> _Exercise input_:
⁂

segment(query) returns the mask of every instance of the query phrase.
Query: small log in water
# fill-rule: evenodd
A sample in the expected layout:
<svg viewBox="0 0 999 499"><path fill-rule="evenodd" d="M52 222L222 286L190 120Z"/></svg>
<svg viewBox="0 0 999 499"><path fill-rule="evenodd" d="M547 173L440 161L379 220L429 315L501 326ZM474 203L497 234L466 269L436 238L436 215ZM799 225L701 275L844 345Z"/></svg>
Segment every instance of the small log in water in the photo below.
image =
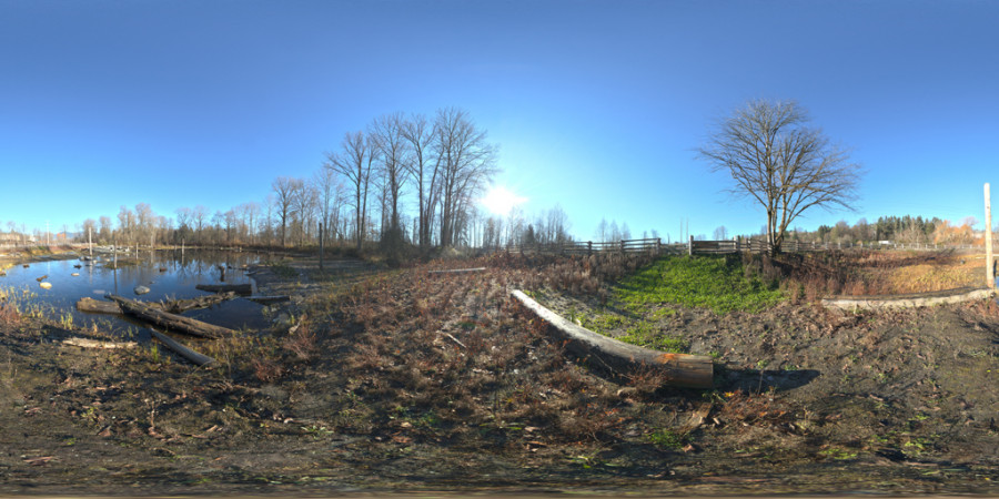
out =
<svg viewBox="0 0 999 499"><path fill-rule="evenodd" d="M91 314L121 314L121 307L114 302L104 302L102 299L93 299L84 296L77 302L77 309L80 312L89 312Z"/></svg>
<svg viewBox="0 0 999 499"><path fill-rule="evenodd" d="M163 345L167 345L168 348L170 348L173 352L176 352L178 354L180 354L181 357L183 357L188 360L191 360L195 365L204 366L204 365L212 364L215 361L215 359L213 359L204 354L194 352L194 350L174 342L173 338L171 338L164 334L157 333L154 330L150 332L150 333L152 333L153 337L159 339L160 343L162 343Z"/></svg>
<svg viewBox="0 0 999 499"><path fill-rule="evenodd" d="M226 292L216 295L199 296L191 299L171 299L163 304L163 310L173 314L193 310L194 308L208 308L228 299L235 298L235 293Z"/></svg>
<svg viewBox="0 0 999 499"><path fill-rule="evenodd" d="M427 274L465 274L468 272L484 272L485 267L475 268L453 268L450 271L427 271Z"/></svg>
<svg viewBox="0 0 999 499"><path fill-rule="evenodd" d="M240 296L253 294L253 285L250 284L199 284L194 288L211 293L233 292Z"/></svg>
<svg viewBox="0 0 999 499"><path fill-rule="evenodd" d="M246 296L246 299L251 302L256 302L261 305L270 305L272 303L281 303L287 302L291 299L287 295L276 295L276 296Z"/></svg>
<svg viewBox="0 0 999 499"><path fill-rule="evenodd" d="M226 327L215 326L190 317L163 312L129 298L115 295L108 295L108 297L118 302L119 307L121 307L122 312L125 314L141 318L142 320L157 326L165 327L169 330L175 330L191 336L200 336L202 338L221 338L223 336L232 336L235 334L234 330Z"/></svg>

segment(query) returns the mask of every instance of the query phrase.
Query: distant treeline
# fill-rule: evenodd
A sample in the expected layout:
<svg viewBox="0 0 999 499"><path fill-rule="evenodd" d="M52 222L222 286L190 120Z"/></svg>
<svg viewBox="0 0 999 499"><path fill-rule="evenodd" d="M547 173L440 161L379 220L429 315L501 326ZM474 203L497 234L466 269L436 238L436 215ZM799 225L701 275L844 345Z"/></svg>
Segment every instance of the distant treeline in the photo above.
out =
<svg viewBox="0 0 999 499"><path fill-rule="evenodd" d="M967 217L960 224L952 224L950 221L938 217L880 216L876 223L860 218L854 225L849 225L846 221L839 221L833 226L819 225L811 232L796 228L794 233L789 234L789 238L817 243L890 241L907 244L975 244L982 238L981 234L972 230L977 223L973 217Z"/></svg>

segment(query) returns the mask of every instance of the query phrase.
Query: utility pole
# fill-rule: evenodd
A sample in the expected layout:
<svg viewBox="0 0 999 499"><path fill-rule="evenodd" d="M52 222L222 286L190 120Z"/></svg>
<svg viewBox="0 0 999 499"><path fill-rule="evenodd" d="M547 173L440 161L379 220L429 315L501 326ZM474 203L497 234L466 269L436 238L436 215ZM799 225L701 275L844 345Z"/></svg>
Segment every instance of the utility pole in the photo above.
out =
<svg viewBox="0 0 999 499"><path fill-rule="evenodd" d="M992 202L989 197L989 184L986 183L986 285L996 287L996 274L992 268Z"/></svg>

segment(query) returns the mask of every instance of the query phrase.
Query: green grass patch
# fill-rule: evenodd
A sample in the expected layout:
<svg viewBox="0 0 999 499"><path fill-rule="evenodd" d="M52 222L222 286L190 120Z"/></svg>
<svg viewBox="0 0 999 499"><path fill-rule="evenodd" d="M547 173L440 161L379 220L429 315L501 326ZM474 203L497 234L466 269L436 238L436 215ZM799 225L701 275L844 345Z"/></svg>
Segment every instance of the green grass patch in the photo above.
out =
<svg viewBox="0 0 999 499"><path fill-rule="evenodd" d="M624 329L625 334L615 339L640 347L675 354L685 354L690 347L685 339L663 334L659 326L648 320L629 320L617 314L598 314L594 317L581 317L581 323L583 327L605 336L609 336L612 330Z"/></svg>
<svg viewBox="0 0 999 499"><path fill-rule="evenodd" d="M271 272L279 277L292 278L299 276L299 271L285 263L271 264Z"/></svg>
<svg viewBox="0 0 999 499"><path fill-rule="evenodd" d="M614 291L629 308L672 303L718 314L759 312L784 299L776 283L747 278L741 261L733 256L665 256L618 282Z"/></svg>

⁂

> _Problem requirements_:
Write out everything from the start of the entries down to the line containing "296L246 299L251 302L256", with "floating log" in place of "small log in water" and nothing else changed. Leave the pictures out.

> _Output below_:
segment(query) returns the mask of every instance of the query phrase.
Query: floating log
# fill-rule: evenodd
A sample in the expected layout:
<svg viewBox="0 0 999 499"><path fill-rule="evenodd" d="M52 222L222 286L190 120Z"/></svg>
<svg viewBox="0 0 999 499"><path fill-rule="evenodd" d="M547 173L440 161L379 220L429 315L501 326ZM474 203L497 234L466 269L436 238L436 215ZM799 225L701 275L844 345Z"/></svg>
Segment every instance of the floating log in the photo below.
image =
out =
<svg viewBox="0 0 999 499"><path fill-rule="evenodd" d="M91 314L121 314L121 307L114 302L104 302L102 299L93 299L84 296L77 302L77 309L80 312L89 312Z"/></svg>
<svg viewBox="0 0 999 499"><path fill-rule="evenodd" d="M163 345L167 345L168 348L170 348L173 352L176 352L178 354L180 354L181 357L183 357L188 360L191 360L195 365L204 366L204 365L212 364L215 361L215 359L213 359L204 354L194 352L194 350L174 342L173 338L171 338L164 334L157 333L154 330L150 332L150 333L152 333L153 337L159 339L160 343L162 343Z"/></svg>
<svg viewBox="0 0 999 499"><path fill-rule="evenodd" d="M226 292L216 295L199 296L191 299L171 299L163 304L163 310L173 314L193 310L194 308L208 308L228 299L235 298L235 293Z"/></svg>
<svg viewBox="0 0 999 499"><path fill-rule="evenodd" d="M427 274L465 274L468 272L484 272L485 267L475 268L453 268L450 271L427 271Z"/></svg>
<svg viewBox="0 0 999 499"><path fill-rule="evenodd" d="M240 296L253 294L253 285L250 284L199 284L194 288L211 293L233 292Z"/></svg>
<svg viewBox="0 0 999 499"><path fill-rule="evenodd" d="M246 296L246 299L251 302L256 302L261 305L270 305L272 303L281 303L287 302L291 299L287 295L276 295L276 296Z"/></svg>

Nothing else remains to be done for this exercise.